GIVEN EXERCISE A ▸
List the financial highlights that the Siteserv post quotes from the company's latest results.
GIVEN EXERCISE B ▸
Repeat the stretch of the Siteserv post from "Any chance the" through "dilution for shareholders.", word for word.

Any chance the Exchange could put a health warning on this PoS?! Management muppets were recently forced (in response to media comment!) to come out with a statement. The key sentence is: ‘At this stage it is not possible to predict the outcome of this exercise nor quantify the financial impact for shareholders.‘ Don’t be fooled, there’s only one way this ever works out: Zero value or absolutely massive dilution for shareholders.

They had some good news, though: ‘However the exercise is not expected to have any negative impact for staff, customers, key business relationships or suppliers.‘ Aah, so all the primary stakeholders will be taken care of then…

Shareholders should have known better… While Siteserv’s revenue dropped sharply in 2010, their balance sheet’s been financially strained for years. But how can I blame shareholders when you read their latest results (only 2 months ago!?). Financial highlights included ‘Revenue growth of 9%…Operating profit growth of 4%…Profit after tax up 60%…revenue visibility of circa €265m‘. More relevant highlights might have been:

Debt increased 2%

Operating Cash Flow declined 58%

Operating Free Cash Flow turned negative at EUR (677)

DATA ENTRIES ▸

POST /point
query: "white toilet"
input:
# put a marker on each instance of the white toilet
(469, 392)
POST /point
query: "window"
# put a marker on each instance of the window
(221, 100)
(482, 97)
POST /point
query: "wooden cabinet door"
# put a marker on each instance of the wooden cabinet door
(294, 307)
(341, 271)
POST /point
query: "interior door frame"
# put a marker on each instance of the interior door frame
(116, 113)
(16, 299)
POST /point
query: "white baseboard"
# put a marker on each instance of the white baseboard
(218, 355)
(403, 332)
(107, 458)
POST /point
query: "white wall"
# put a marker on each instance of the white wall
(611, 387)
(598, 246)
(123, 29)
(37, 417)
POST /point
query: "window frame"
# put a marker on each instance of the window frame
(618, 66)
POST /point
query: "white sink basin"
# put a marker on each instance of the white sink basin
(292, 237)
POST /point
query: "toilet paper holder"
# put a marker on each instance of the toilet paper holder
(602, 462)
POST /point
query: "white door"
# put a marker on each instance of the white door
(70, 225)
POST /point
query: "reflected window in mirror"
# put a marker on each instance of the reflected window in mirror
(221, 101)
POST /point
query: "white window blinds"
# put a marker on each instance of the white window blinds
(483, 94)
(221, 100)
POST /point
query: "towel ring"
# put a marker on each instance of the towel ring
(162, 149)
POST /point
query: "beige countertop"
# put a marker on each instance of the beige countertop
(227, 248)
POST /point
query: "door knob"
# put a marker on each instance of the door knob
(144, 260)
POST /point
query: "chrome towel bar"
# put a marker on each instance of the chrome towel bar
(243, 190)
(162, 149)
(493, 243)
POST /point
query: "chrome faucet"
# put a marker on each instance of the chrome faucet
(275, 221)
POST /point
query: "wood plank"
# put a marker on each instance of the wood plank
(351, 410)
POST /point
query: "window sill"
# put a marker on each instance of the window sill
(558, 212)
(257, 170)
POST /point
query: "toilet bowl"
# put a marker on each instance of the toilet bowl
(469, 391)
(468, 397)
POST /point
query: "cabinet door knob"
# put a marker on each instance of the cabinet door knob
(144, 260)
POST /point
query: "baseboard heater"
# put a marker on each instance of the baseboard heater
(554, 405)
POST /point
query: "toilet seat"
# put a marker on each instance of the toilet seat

FULL ANSWER A ▸
- Revenue growth of 9%
- Operating profit growth of 4%
- Profit after tax up 60%
- Revenue visibility of circa €265m

FULL ANSWER B ▸
Any chance the Exchange could put a health warning on this PoS?! Management muppets were recently forced (in response to media comment!) to come out with a statement. The key sentence is: ‘At this stage it is not possible to predict the outcome of this exercise nor quantify the financial impact for shareholders.‘ Don’t be fooled, there’s only one way this ever works out: Zero value or absolutely massive dilution for shareholders.